begin TASK DATA

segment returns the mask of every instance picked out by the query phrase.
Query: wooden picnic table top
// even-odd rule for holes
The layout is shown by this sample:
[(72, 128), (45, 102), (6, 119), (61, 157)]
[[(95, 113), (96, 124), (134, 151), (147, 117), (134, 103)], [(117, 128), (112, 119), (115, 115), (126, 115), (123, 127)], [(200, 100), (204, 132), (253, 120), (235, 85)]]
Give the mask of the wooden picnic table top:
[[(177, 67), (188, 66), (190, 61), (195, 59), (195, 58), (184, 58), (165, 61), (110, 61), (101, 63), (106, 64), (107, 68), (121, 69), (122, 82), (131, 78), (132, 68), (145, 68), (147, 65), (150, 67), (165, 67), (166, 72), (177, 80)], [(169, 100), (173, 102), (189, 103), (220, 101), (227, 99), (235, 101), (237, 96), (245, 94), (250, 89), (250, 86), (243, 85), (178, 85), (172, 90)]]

end TASK DATA

[REQUEST] Please reproduce all of the material above word for word, keeping every line in its original order.

[RIGHT ANSWER]
segment returns the mask of every instance picked out by the query phrase.
Query: wooden picnic table top
// even-odd rule for holes
The layout is shown by this sample:
[(72, 128), (45, 102), (6, 119), (61, 157)]
[[(95, 113), (96, 124), (134, 151), (147, 117), (134, 103)], [(117, 128), (112, 119), (115, 115), (126, 115), (123, 127)], [(200, 100), (204, 132), (253, 120), (235, 85)]]
Give the mask of the wooden picnic table top:
[[(177, 67), (188, 66), (190, 61), (195, 59), (195, 58), (184, 58), (165, 61), (110, 61), (101, 63), (106, 64), (107, 68), (121, 69), (122, 82), (131, 78), (132, 68), (145, 68), (147, 65), (150, 67), (165, 67), (166, 72), (177, 80)], [(169, 100), (173, 102), (189, 103), (220, 101), (227, 99), (235, 101), (237, 96), (245, 94), (250, 89), (250, 86), (243, 85), (178, 85), (172, 90)]]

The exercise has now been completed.